**Listelenen Veriler**
##########

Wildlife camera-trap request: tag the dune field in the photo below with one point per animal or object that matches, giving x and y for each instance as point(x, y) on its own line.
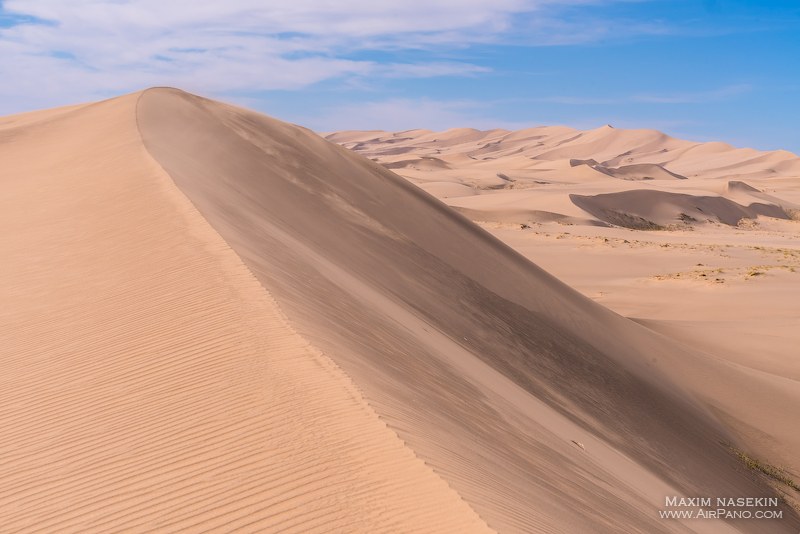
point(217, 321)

##########

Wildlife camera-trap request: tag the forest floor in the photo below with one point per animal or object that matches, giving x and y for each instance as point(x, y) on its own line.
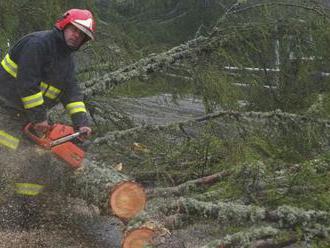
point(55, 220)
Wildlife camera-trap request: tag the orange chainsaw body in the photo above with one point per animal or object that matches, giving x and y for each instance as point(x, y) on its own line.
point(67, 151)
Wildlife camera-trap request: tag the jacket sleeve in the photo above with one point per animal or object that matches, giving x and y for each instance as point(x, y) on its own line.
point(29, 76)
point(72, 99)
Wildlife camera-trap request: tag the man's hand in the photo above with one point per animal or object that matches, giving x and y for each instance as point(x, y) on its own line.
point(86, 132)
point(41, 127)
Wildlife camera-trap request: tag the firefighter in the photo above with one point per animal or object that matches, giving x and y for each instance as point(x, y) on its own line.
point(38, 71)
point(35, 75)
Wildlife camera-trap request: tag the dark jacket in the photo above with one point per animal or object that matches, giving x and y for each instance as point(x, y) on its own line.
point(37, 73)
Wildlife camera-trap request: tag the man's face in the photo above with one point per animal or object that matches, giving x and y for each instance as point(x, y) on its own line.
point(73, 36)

##########

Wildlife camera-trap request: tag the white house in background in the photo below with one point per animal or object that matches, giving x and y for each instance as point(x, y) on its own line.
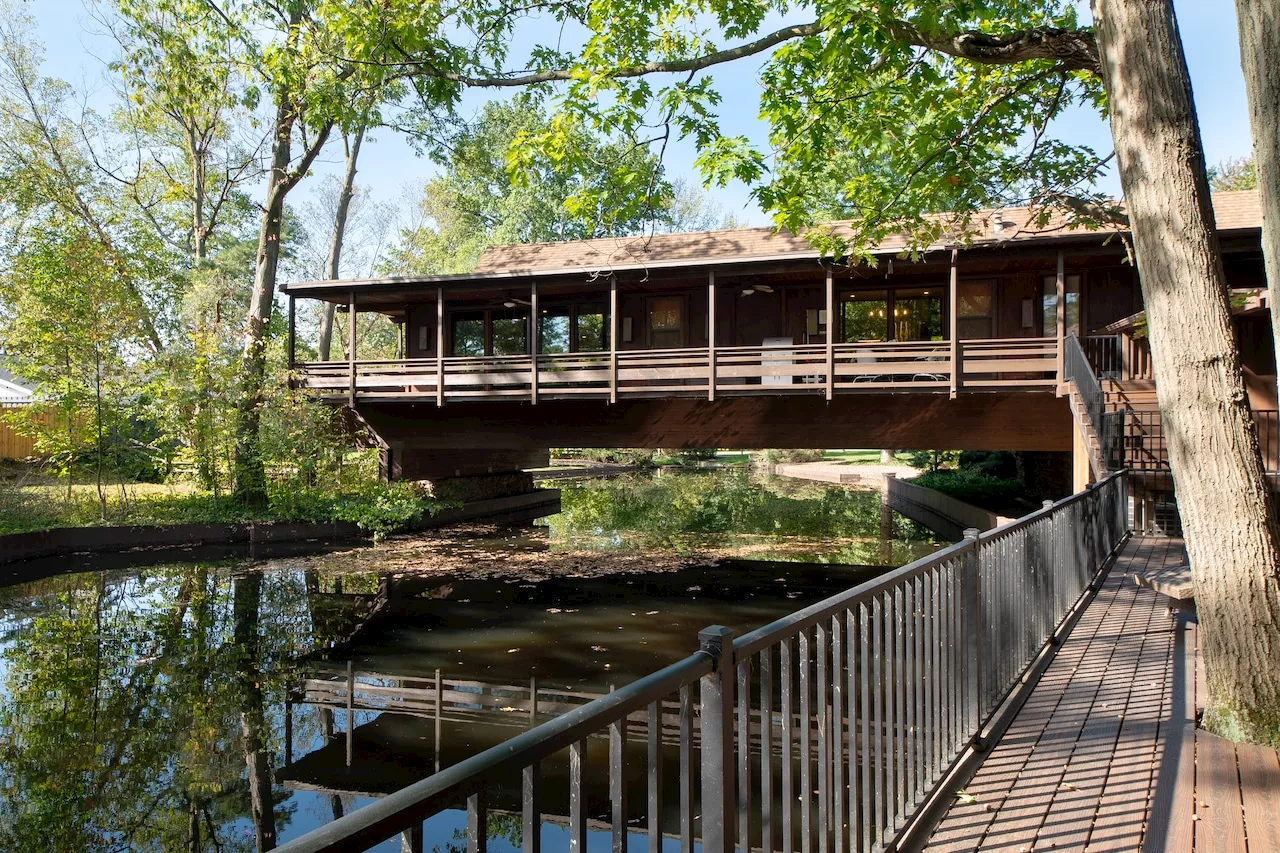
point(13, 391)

##########

**Çözülecek Problem**
Veride "Wildlife camera-trap request: tag the white" ifadesinin geçtiği satırdan "point(13, 391)" ifadesinin geçtiği satıra kadar uzanan bölümü, iki uç satır da dahil, satırları hiç değiştirmeden çıkar. Resimleri cevaba koyma.

**Nihai Cevap**
Wildlife camera-trap request: tag the white house in background in the photo below with one point per animal or object that matches, giving x and y for each instance as point(x, y) on its own line.
point(13, 391)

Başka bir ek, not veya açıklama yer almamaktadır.